**PROBLEMA PLANTEADO 1:**
Responde estas preguntas sobre el texto acerca de la crisis de democracia:
(a) ¿Qué reforma dejó el año 2011 como parteaguas para la defensa doméstica contra el poder?
(b) ¿Qué reforma se llama "la madre de todas las reformas"?
(c) ¿A quién se cita al hablar de ampliar las vías de participación ciudadana?

**TEXTO EXTRAÍDO:**
Tenemos una crisis de democracia

Tenemos una crisis de derechos humanos pero si hemos de ser precisos en el diagnóstico y certeros en el remedio, lo que tenemos es una crisis de democracia que nos ha llevado al hartazgo y que nos está cobrando la factura con graves violaciones a los derechos humanos. Cualquier solución para los derechos humanos en el México contemporáneo, deberá pasar por la lucha por la democracia y por la libertad en todo espacio que podamos llenar.

2012. El fin del mundo como lo conocemos.

Se termina el 2011 y de su agonía surgen las campañas electorales como promesa de más de lo mismo. El año nos dejó la reforma en derechos humanos como parteaguas para la defensa doméstica contra el poder, sin embargo falló en la madre de todas las reformas, la política.

Los defensores de derechos humanos tendrán ahora más herramientas en el ámbito nacional para la defensa de los derechos humanos, con un papel más activo del poder judicial en el control de constitucionalidad y de convencionalidad; por primera vez a los juzgadores se les permite pensar la ley y no ser meros aplicadores mecánicos de la ley, si son eficazmente estimulados por abogados y defensores de derecho humanos.

La reforma política, sin embargo, no corrió la misma suerte y de algún modo es entendible dentro de una partidocracia que se ha acomodado a las prebendas y a la defensa de intereses particulares; una partidocracia que, instalada por sí y para sí, lejos está de darse un tiro en el pie.

Si la reforma en derechos humanos constituye una herramienta para la defensa frente al poder, la reforma política deberá serlo para modificarlo; ampliar las vías de participación ciudadana, como diría Elías Díaz, en las decisiones y en sus resultados; en la elección de los representantes pero también en su postulación como candidatos, sin la interferencia de los partidos; en el sometimiento obligatorio de éstos a la voluntad popular y en la defensa de sus intereses, comenzado con sus derechos fundamentales; en fin, en un verdadero ejercicio de soberanía popular donde el Estado no es verdugo sino mera herramienta de ella.

La reforma de derechos humanos nos permitirá encontrar mejores condiciones de protección dado el contexto pero lo que realmente necesitamos es modificarlo y para ello se hace necesaria una reforma política con ese sentido.

**PROBLEMA PLANTEADO 2:** Cambia "black" por "dark" en todas las filas, desde la que contiene "Would you please pick out the leopard print blouse" hasta la que contiene "point(652, 316)", ambas incluidas. Devuelve solo esas filas, sin ningún otro cambio.

**FILAS GUARDADAS:**
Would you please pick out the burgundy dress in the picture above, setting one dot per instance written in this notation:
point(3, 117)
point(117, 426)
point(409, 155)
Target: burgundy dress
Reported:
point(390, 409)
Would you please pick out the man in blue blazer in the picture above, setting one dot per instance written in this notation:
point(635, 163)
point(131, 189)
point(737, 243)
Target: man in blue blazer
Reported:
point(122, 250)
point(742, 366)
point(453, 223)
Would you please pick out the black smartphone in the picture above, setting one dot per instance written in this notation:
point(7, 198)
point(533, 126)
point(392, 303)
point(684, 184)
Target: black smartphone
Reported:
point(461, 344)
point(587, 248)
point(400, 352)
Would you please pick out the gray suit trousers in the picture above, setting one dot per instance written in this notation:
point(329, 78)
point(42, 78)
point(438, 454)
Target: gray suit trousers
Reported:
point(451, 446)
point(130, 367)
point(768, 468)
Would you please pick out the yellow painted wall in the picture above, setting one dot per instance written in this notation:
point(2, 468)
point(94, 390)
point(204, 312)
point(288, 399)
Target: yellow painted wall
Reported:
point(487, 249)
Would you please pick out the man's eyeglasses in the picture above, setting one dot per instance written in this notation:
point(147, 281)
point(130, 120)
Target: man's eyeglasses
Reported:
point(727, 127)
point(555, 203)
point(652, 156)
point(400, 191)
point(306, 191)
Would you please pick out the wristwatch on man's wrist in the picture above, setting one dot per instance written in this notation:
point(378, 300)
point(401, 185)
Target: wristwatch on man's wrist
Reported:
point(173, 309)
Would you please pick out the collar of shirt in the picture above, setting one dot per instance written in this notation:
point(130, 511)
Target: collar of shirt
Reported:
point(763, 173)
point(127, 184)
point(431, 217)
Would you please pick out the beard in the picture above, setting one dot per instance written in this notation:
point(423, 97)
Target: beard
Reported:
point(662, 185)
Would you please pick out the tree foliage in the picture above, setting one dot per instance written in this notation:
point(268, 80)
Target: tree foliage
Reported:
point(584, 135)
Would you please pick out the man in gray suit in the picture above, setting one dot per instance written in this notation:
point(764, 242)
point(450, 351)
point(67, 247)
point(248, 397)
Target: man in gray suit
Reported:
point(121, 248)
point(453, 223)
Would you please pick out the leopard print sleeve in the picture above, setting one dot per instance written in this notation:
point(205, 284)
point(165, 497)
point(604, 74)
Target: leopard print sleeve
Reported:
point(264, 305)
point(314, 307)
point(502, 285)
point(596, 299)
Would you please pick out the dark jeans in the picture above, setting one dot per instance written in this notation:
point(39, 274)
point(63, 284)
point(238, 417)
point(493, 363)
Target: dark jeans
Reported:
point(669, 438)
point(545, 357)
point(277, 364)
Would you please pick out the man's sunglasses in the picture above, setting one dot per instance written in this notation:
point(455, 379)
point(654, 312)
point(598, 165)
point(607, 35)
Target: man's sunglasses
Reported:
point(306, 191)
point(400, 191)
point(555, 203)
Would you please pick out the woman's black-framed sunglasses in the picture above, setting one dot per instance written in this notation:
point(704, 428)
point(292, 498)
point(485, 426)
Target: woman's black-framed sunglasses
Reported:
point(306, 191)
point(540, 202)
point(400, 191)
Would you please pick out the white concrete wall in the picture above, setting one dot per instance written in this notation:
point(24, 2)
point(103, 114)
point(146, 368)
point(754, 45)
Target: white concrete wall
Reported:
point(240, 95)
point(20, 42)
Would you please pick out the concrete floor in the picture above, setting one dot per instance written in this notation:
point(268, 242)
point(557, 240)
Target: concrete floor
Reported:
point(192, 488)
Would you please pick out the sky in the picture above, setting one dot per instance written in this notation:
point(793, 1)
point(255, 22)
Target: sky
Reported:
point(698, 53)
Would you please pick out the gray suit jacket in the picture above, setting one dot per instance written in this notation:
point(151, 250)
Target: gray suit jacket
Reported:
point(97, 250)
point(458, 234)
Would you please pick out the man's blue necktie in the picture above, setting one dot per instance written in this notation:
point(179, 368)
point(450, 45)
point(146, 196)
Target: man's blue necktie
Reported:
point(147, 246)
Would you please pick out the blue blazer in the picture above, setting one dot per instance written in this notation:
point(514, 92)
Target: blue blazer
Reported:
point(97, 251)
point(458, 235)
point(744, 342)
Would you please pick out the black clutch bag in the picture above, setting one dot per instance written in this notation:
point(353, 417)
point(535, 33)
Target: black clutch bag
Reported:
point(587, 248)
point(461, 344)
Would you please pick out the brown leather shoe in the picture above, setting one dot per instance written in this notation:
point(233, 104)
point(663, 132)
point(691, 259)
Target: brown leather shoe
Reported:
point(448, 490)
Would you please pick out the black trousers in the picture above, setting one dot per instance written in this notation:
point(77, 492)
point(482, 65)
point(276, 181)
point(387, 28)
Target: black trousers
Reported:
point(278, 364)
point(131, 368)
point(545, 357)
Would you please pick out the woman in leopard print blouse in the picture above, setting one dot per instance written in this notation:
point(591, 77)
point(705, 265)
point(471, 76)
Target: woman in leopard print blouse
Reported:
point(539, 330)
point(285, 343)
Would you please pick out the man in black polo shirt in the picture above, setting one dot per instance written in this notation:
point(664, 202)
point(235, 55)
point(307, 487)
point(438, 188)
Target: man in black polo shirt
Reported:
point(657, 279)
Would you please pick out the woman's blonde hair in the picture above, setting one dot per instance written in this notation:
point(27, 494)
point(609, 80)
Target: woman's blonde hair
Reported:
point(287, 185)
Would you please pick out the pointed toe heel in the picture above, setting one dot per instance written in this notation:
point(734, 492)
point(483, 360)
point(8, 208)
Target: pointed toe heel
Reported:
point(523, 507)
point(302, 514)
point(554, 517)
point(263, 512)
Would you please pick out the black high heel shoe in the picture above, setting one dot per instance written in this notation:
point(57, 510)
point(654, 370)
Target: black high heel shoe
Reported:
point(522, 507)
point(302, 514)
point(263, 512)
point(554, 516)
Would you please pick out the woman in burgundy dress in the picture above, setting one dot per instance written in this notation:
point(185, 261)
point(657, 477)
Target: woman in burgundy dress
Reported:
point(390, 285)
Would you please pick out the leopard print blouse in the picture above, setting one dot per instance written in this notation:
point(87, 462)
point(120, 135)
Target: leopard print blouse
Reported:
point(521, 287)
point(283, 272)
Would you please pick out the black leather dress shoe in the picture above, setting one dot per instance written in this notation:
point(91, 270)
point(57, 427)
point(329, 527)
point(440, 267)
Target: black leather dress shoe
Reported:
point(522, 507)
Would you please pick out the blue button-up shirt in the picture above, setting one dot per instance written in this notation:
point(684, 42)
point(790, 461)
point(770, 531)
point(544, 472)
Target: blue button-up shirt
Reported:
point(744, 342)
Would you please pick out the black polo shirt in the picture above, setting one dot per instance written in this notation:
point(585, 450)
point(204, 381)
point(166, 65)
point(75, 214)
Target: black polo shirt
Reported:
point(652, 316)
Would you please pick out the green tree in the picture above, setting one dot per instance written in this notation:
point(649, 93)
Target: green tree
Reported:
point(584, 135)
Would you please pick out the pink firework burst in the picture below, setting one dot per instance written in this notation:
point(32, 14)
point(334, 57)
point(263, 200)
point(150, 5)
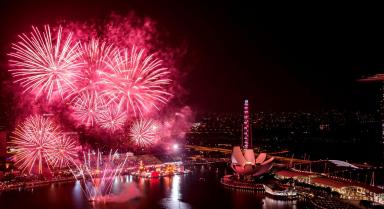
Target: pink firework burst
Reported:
point(35, 140)
point(87, 107)
point(64, 152)
point(145, 132)
point(136, 83)
point(94, 54)
point(112, 119)
point(45, 64)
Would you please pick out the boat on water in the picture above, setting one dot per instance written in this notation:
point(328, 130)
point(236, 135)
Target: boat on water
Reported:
point(280, 192)
point(161, 170)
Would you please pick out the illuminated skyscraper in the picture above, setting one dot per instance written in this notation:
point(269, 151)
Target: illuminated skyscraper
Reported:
point(246, 134)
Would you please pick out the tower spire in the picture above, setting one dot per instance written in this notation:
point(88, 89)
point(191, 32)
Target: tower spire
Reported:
point(247, 141)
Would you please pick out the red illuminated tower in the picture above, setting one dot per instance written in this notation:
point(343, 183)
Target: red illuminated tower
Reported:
point(379, 78)
point(246, 134)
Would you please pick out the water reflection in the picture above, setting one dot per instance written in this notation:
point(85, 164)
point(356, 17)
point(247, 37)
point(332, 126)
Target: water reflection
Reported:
point(177, 192)
point(272, 203)
point(174, 199)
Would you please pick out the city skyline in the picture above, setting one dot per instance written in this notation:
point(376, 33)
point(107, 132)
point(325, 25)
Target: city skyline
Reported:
point(272, 56)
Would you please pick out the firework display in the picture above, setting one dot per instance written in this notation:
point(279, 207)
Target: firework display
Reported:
point(136, 82)
point(93, 82)
point(39, 143)
point(102, 84)
point(145, 132)
point(46, 64)
point(112, 119)
point(97, 173)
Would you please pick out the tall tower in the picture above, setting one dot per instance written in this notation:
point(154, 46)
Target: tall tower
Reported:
point(247, 139)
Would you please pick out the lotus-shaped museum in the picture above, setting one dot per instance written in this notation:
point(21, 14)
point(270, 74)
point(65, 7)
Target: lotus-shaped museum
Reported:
point(244, 162)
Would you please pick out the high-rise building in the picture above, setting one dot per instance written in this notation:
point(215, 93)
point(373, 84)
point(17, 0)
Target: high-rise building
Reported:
point(247, 130)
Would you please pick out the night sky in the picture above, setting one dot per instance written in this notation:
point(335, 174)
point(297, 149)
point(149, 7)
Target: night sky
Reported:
point(281, 57)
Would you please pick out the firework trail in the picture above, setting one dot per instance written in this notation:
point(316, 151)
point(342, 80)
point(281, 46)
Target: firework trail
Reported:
point(112, 119)
point(35, 142)
point(65, 152)
point(145, 132)
point(97, 173)
point(87, 107)
point(44, 64)
point(94, 55)
point(135, 82)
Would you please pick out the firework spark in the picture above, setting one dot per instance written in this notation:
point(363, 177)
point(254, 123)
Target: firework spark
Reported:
point(112, 119)
point(64, 152)
point(135, 82)
point(97, 174)
point(88, 106)
point(94, 54)
point(35, 142)
point(45, 65)
point(145, 132)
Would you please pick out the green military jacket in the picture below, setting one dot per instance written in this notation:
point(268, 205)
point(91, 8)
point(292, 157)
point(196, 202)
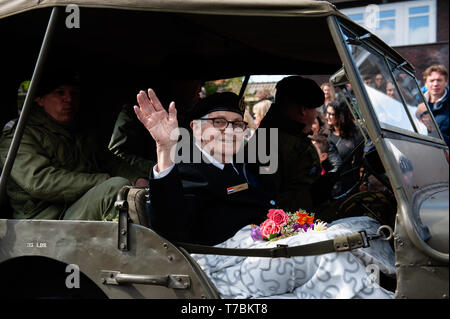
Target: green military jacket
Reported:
point(298, 164)
point(55, 165)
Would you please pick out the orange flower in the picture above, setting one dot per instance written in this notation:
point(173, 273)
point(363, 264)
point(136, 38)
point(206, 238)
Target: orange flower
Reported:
point(310, 219)
point(304, 218)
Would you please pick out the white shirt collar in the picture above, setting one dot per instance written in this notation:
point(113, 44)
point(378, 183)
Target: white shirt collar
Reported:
point(212, 160)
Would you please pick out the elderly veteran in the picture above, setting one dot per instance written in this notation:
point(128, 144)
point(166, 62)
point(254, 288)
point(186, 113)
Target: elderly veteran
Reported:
point(60, 172)
point(207, 201)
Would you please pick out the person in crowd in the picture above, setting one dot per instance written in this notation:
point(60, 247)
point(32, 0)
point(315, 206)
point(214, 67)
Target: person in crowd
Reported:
point(260, 110)
point(344, 136)
point(251, 127)
point(329, 94)
point(424, 116)
point(368, 80)
point(130, 140)
point(391, 91)
point(293, 115)
point(59, 171)
point(380, 82)
point(436, 80)
point(329, 158)
point(203, 202)
point(264, 94)
point(321, 144)
point(320, 125)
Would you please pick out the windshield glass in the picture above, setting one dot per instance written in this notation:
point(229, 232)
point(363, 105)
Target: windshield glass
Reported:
point(390, 88)
point(415, 103)
point(381, 88)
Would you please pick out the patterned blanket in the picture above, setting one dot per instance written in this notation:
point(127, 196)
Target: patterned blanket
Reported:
point(342, 275)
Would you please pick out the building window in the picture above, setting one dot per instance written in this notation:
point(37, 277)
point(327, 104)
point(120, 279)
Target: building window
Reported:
point(400, 23)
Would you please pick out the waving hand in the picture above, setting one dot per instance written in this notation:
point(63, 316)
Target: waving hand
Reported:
point(161, 125)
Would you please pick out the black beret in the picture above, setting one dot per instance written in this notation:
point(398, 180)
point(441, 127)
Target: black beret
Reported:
point(302, 91)
point(224, 101)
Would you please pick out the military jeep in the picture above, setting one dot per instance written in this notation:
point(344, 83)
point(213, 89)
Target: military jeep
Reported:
point(119, 45)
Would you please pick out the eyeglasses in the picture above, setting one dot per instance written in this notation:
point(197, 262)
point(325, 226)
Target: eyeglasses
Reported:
point(423, 114)
point(221, 124)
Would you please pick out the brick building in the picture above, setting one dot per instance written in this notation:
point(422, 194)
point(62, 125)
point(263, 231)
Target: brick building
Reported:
point(418, 30)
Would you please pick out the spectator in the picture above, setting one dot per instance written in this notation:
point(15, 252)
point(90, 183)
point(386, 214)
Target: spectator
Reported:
point(59, 171)
point(391, 91)
point(260, 110)
point(264, 94)
point(321, 144)
point(320, 125)
point(424, 116)
point(436, 80)
point(251, 127)
point(380, 82)
point(329, 94)
point(344, 136)
point(368, 80)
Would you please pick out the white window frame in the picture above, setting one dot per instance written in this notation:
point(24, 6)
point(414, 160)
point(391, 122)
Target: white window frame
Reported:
point(402, 19)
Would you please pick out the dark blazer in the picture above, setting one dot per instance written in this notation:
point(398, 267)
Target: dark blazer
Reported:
point(191, 204)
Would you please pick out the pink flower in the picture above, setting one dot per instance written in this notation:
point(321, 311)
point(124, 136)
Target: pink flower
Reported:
point(278, 216)
point(269, 227)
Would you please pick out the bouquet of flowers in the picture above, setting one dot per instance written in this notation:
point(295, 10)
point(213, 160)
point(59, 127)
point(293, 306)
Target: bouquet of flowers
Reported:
point(280, 225)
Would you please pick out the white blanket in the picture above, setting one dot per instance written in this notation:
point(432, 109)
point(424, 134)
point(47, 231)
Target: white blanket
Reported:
point(343, 275)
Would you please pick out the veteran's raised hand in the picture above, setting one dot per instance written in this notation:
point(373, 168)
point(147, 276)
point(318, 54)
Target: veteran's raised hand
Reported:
point(162, 125)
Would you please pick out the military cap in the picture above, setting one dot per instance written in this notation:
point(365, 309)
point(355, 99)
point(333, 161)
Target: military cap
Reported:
point(224, 101)
point(300, 90)
point(54, 78)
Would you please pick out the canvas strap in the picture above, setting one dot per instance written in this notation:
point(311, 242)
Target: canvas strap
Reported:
point(338, 244)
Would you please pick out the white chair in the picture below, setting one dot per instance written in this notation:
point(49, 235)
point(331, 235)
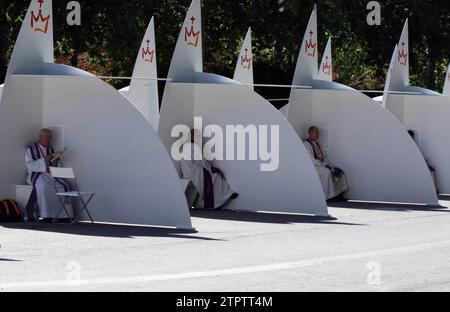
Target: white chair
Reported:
point(85, 197)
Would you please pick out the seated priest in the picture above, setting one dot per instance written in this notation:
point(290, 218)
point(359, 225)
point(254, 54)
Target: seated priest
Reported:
point(44, 204)
point(332, 178)
point(213, 190)
point(430, 167)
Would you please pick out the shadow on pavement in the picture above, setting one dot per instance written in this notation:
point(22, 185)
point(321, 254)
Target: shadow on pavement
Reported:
point(259, 217)
point(106, 230)
point(387, 206)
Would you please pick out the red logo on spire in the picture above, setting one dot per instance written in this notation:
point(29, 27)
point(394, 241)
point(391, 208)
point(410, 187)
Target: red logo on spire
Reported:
point(39, 23)
point(147, 53)
point(326, 67)
point(246, 62)
point(191, 36)
point(310, 48)
point(403, 56)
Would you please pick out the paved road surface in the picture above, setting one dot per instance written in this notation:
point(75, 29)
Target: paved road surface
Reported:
point(368, 248)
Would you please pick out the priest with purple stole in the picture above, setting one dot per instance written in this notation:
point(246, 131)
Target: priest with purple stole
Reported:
point(39, 157)
point(333, 179)
point(213, 190)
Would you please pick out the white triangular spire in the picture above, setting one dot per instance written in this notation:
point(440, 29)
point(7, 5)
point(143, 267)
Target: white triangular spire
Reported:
point(244, 67)
point(144, 93)
point(389, 76)
point(326, 67)
point(399, 75)
point(188, 57)
point(306, 70)
point(34, 45)
point(447, 82)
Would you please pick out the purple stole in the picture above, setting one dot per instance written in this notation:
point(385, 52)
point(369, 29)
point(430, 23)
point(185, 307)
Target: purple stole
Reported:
point(318, 154)
point(36, 154)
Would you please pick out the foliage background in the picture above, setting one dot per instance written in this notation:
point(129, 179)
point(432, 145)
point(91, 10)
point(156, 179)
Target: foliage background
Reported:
point(108, 40)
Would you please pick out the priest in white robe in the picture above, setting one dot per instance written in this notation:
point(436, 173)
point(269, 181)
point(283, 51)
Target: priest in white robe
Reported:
point(333, 179)
point(210, 183)
point(44, 204)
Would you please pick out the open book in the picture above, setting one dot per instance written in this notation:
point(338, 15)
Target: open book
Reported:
point(58, 154)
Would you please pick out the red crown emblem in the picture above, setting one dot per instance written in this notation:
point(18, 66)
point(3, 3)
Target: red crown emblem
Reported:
point(39, 23)
point(246, 62)
point(403, 56)
point(191, 36)
point(147, 54)
point(326, 67)
point(310, 48)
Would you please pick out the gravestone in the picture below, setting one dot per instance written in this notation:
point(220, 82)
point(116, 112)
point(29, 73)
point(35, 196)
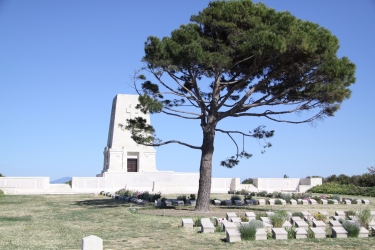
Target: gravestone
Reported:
point(319, 233)
point(92, 242)
point(339, 232)
point(279, 234)
point(261, 234)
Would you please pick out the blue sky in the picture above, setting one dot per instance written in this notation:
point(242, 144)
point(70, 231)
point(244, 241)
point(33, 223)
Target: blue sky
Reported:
point(62, 62)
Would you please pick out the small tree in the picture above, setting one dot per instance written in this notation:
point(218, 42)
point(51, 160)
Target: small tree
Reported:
point(248, 181)
point(237, 59)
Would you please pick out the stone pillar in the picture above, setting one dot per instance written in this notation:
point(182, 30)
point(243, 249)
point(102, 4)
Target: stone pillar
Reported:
point(120, 147)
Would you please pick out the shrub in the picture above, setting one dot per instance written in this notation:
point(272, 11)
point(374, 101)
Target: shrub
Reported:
point(364, 217)
point(244, 219)
point(278, 202)
point(286, 197)
point(276, 194)
point(244, 192)
point(197, 222)
point(182, 198)
point(319, 217)
point(247, 197)
point(248, 231)
point(192, 197)
point(352, 229)
point(235, 197)
point(297, 214)
point(262, 193)
point(278, 219)
point(306, 195)
point(155, 196)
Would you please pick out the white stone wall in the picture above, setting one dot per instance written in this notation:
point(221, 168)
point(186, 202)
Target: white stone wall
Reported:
point(24, 185)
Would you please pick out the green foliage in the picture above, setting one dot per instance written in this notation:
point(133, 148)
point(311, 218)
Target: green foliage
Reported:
point(248, 181)
point(182, 198)
point(278, 219)
point(364, 180)
point(197, 222)
point(350, 213)
point(192, 197)
point(348, 189)
point(244, 219)
point(352, 229)
point(286, 197)
point(364, 217)
point(248, 231)
point(235, 197)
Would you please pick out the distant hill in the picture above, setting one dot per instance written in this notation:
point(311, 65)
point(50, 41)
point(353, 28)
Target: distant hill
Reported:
point(61, 180)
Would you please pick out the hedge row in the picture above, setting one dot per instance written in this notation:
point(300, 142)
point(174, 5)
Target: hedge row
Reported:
point(348, 189)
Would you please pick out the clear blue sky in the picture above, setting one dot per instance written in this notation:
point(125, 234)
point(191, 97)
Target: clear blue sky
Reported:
point(62, 62)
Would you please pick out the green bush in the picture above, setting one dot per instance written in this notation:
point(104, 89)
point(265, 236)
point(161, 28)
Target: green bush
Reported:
point(291, 232)
point(262, 193)
point(352, 229)
point(336, 197)
point(364, 217)
point(197, 222)
point(182, 198)
point(248, 231)
point(278, 219)
point(350, 213)
point(260, 214)
point(235, 197)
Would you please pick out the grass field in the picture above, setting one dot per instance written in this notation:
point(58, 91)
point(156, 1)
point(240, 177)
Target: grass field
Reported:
point(61, 221)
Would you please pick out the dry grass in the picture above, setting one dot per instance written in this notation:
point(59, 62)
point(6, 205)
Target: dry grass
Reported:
point(60, 221)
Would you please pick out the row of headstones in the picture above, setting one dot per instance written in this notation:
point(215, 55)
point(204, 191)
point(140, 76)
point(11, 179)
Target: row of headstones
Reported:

**SOLUCIÓN ESCRITA 1:**
(a) La reforma en derechos humanos.
(b) La reforma política.
(c) A Elías Díaz.

**SOLUCIÓN ESCRITA 2:**
Would you please pick out the leopard print blouse in the picture above, setting one dot per instance written in this notation:
point(87, 462)
point(120, 135)
Target: leopard print blouse
Reported:
point(521, 287)
point(283, 272)
Would you please pick out the dark leather dress shoe in the picture above, setting one dot per instance written in this notation:
point(91, 270)
point(57, 427)
point(329, 527)
point(440, 267)
Target: dark leather dress shoe
Reported:
point(522, 507)
Would you please pick out the blue button-up shirt in the picture above, setting one dot per instance written in this notation:
point(684, 42)
point(790, 461)
point(770, 531)
point(544, 472)
Target: blue button-up shirt
Reported:
point(744, 342)
Would you please pick out the dark polo shirt in the picture above, setting one dot per instance written in this notation:
point(585, 450)
point(204, 381)
point(166, 65)
point(75, 214)
Target: dark polo shirt
Reported:
point(652, 316)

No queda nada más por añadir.